** begin **

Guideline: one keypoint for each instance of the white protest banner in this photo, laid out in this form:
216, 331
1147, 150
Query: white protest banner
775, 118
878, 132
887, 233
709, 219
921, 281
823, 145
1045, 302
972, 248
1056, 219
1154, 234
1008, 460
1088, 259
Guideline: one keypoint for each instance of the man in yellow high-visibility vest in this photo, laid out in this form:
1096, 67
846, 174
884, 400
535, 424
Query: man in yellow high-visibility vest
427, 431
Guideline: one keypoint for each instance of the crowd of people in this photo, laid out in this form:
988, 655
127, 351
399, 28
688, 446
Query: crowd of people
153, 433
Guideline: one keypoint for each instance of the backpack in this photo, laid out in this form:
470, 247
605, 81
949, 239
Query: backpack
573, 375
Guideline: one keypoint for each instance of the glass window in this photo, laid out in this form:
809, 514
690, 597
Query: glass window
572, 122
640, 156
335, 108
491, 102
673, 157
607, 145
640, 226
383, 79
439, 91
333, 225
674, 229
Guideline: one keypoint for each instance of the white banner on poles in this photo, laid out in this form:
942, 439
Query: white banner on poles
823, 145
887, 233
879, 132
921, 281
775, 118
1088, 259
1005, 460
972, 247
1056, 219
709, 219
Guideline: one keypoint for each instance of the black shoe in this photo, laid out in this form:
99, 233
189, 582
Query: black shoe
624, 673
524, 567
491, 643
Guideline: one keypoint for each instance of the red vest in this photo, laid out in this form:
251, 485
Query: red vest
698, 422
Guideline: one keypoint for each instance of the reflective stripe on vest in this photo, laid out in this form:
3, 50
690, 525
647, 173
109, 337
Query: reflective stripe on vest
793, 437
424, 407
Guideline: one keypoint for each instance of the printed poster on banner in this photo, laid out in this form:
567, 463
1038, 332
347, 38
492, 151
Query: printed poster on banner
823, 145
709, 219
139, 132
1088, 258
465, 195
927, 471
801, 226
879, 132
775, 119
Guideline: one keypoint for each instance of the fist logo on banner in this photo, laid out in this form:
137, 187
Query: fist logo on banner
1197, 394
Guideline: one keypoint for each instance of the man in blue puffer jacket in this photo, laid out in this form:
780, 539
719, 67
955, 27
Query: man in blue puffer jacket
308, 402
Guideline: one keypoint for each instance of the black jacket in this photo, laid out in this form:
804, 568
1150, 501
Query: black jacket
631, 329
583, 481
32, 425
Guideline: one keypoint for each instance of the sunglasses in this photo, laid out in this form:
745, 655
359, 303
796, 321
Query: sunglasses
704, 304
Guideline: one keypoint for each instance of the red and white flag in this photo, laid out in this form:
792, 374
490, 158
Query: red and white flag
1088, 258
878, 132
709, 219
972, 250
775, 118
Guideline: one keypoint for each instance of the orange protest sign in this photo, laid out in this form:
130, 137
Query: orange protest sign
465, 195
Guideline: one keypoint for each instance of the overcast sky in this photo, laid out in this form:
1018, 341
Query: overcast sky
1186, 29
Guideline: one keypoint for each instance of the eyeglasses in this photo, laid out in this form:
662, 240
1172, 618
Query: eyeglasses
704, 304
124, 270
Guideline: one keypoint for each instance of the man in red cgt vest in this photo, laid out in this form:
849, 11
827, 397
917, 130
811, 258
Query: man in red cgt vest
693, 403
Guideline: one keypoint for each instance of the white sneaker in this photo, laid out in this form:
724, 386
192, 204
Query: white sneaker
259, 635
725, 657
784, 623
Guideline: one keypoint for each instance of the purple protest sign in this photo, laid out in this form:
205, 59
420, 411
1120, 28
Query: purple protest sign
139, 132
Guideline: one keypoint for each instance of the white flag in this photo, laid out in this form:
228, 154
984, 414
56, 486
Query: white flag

** end **

What the task asks |
Please set down all the data word for word.

The reply |
Guideline: one keypoint for each instance of the white protest banner in this photo, laid out in this form:
216, 331
1147, 150
Query: white protest banner
775, 118
878, 132
887, 233
709, 219
921, 281
823, 145
1045, 302
972, 248
1056, 219
1154, 234
1008, 460
1088, 259
Guideline: one keypoint for each instance of the man in yellow high-visibility vest in this photo, laid out in this form:
1096, 67
846, 174
884, 400
535, 424
Query: man in yellow high-visibility vest
427, 431
Guideline: one keypoint for each instance of the crowd of people in this photo, laid out in this form:
988, 655
127, 351
399, 28
688, 446
Query: crowd of people
153, 433
Guideline: one keypoint for each instance of the backpack in this photo, laid out in this form:
470, 247
605, 81
949, 239
Query: backpack
573, 375
Guideline: one keypoint for each instance of the glass window in this photo, laid out in this form:
809, 514
690, 597
Query: glass window
572, 122
640, 156
335, 108
491, 102
673, 157
607, 145
640, 226
383, 79
439, 91
333, 225
674, 229
Guideline: one keypoint for each instance of the white banner on poles in this photo, laid out in this form:
942, 439
Query: white banner on poles
823, 145
887, 233
879, 132
921, 281
775, 118
1088, 259
1005, 460
972, 247
1056, 219
709, 219
Guideline: one keypoint for each instance of the black shoe in this photo, laid out in this form:
99, 233
189, 582
Query: black shoe
624, 673
524, 567
491, 643
Guideline: one keypoint for each instance of the red vest in this photo, laid out in this form:
251, 485
Query: red vest
698, 422
Guideline: one keypoint for each instance of the reflective stripe on vest in this photo, laid out in this form:
3, 50
690, 525
647, 173
109, 337
Query: reflective stripe on vest
793, 437
424, 407
Guideline: one keypoint for each instance of the printed poster on banner in this photo, laid out in this form:
567, 463
1038, 332
347, 38
492, 151
Query: printed poster on banner
823, 145
709, 219
139, 132
1088, 258
465, 195
927, 471
801, 226
879, 132
775, 119
Guideline: one keypoint for each instance of the fist logo on banner in this photo, laid out in this form:
137, 187
Query: fist logo on banner
1197, 394
Guideline: one keypoint for each instance of the man in blue puffer jacket in this photo, laid out in this form:
780, 539
719, 67
955, 27
Query: man in blue puffer jacket
308, 402
Guideline: one keypoint for each instance of the black jacket in this photo, laid out in this form:
804, 568
1150, 501
Query: black jacket
631, 329
583, 481
32, 425
Guideline: one keypoint for each instance of the sunglasses in this photo, laid out in this form:
745, 655
359, 303
796, 321
Query: sunglasses
704, 304
Guideline: one keypoint for each instance of the red and white flag in this photo, laid out in this form:
792, 374
490, 158
Query: red and white flag
1088, 258
878, 132
709, 219
972, 250
775, 118
Guideline: one keypoint for each instance of the orange protest sign in this photo, laid out in this form:
130, 137
Query: orange protest sign
465, 195
Guideline: one keypoint for each instance of the overcast sky in this photo, laid out in this form:
1018, 341
Query: overcast sky
1186, 29
Guideline: one keypoint for each instance of the eyeglasses in this photo, laid out in this form:
662, 240
1172, 618
Query: eyeglasses
704, 304
124, 270
Guideline: one keypoint for each instance of the man in red cgt vest in this photo, laid out in this form:
849, 11
827, 397
917, 130
811, 258
Query: man in red cgt vest
693, 403
Guideline: one keypoint for each instance of the white sneaker in this photo, laid out in this form:
724, 386
192, 204
Query: white sneaker
259, 635
725, 657
784, 623
Guideline: one keypoint for each instance of the purple protest sign in this photo, laid out in this form:
205, 59
420, 411
1120, 28
Query: purple protest sign
139, 132
Guideline: one keypoint for each instance of the white flag in this photo, laid out in this form:
228, 154
984, 414
56, 486
Query: white flag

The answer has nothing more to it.